Pointing dataset listing

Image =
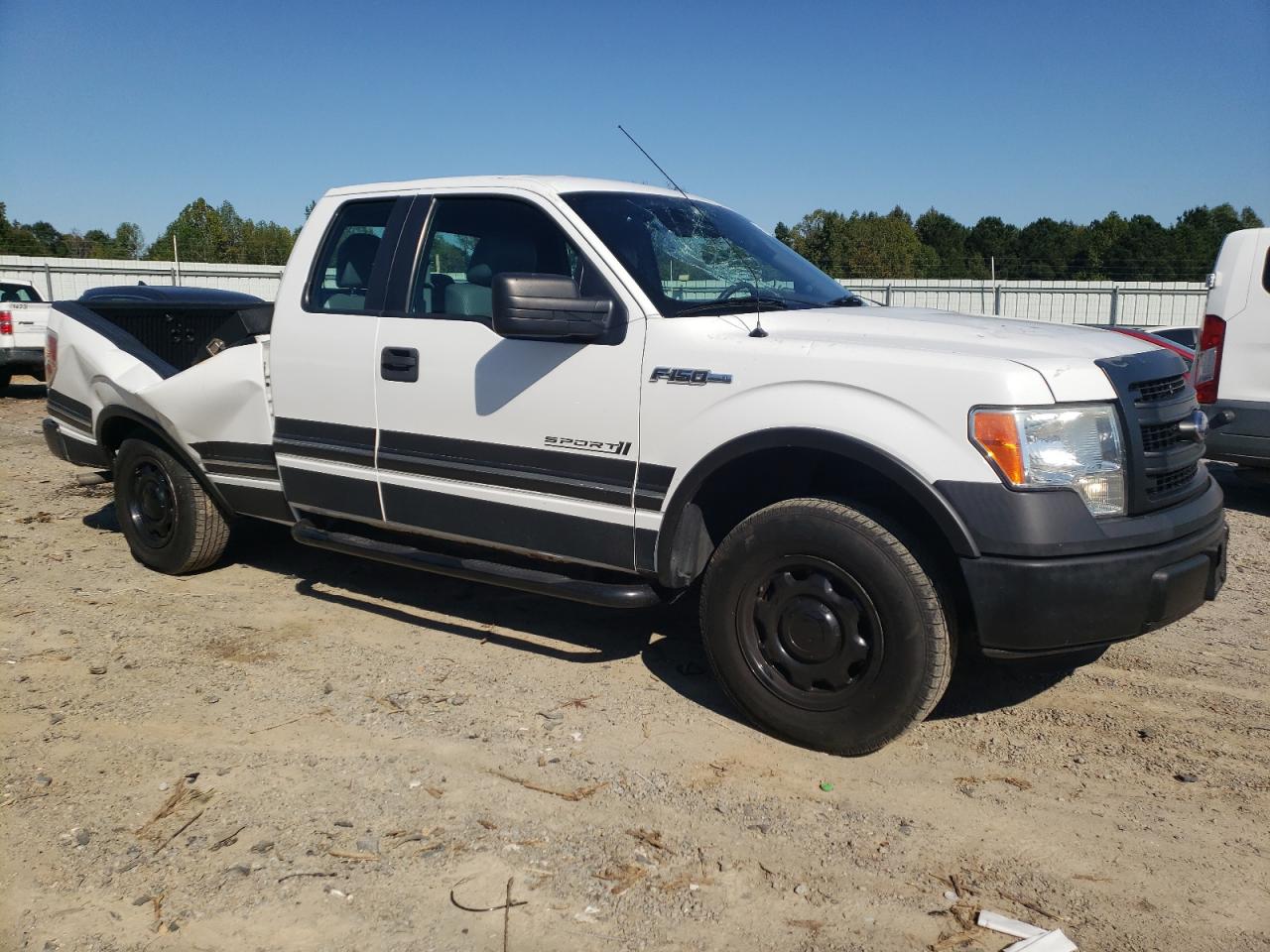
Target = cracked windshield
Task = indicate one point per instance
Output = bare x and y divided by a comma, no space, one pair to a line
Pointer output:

---

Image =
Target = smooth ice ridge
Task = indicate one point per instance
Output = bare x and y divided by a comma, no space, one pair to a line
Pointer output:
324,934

- [What you need to do] Please list every line of the listing above that contains the word "Target".

- [Task response]
Target = cracked windshield
Target = smooth ice ridge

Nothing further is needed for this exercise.